= Roaring Fork School District =

Roaring Fork School District RE-1 (RFSD) is a school district headquartered in Carbondale, Colorado.

==History==

In May 2022 Jesus Rodríguez became the superintendent. On October 25, 2023, Rodríguez left his position.

Anna Cole, previously the interim superintendent, became the established superintendent in 2024. Her contract is for three years.

==District boundary==
In Garfield County, the district includes the municipalities of Carbondale and Glenwood Springs and the census-designated places of Catherine, Cattle Creek, Chacra, Mulford, and No Name.

In Eagle County, the district includes El Jebel CDP and that county's portion of the town of Basalt.

In Pitkin County, the district includes parts of the municipality of Snowmass Village and the CDPs of Norrie and Redstone as well as the remainder of Basalt town.

COMPLETE THE FOLLOWING:
A – According to the Roaring Fork School District text, how long is Anna Cole's contract?
B – Output the part of the Roaring Fork School District text between "Roaring Fork School District RE-1" and "and No Name.", inclusive.
C – Go on with the Roaring Fork School District text from the point where it stops.
The lines after this point are separate material, unrelated to the school district text.

DATA SHOWN:
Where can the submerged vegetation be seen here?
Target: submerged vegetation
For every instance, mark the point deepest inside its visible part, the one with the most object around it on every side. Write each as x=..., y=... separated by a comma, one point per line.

ANSWERS TO THE EXERCISE:
A – Three years.

B –
Roaring Fork School District RE-1 (RFSD) is a school district headquartered in Carbondale, Colorado.

==History==

In May 2022 Jesus Rodríguez became the superintendent. On October 25, 2023, Rodríguez left his position.

Anna Cole, previously the interim superintendent, became the established superintendent in 2024. Her contract is for three years.

==District boundary==
In Garfield County, the district includes the municipalities of Carbondale and Glenwood Springs and the census-designated places of Catherine, Cattle Creek, Chacra, Mulford, and No Name.

C –
==Schools==
- High schools
- Basalt High School
- Glenwood Springs High School
- Roaring Fork High School (Carbondale)
- Bridges High School (alternative, grades 11-12), in Carbondale

- PreK-8 schools
- Carbondale Community School
- Riverview School (Glenwood Springs)

- Middle schools
- Basalt Middle School (grades 5-8)
- Carbondale Middle School (grades 5-8)
- Glenwood Springs Middle School (grades 6-8)

- Elementary schools
- Basalt Elementary School (preschool-grade 4)
- Crystal River Elementary School (Carbondale) (grades K-4)
- Glenwood Springs Elementary School (grades PreK-5)
- Sopris Elementary School (Glenwood Springs) (grades K-5)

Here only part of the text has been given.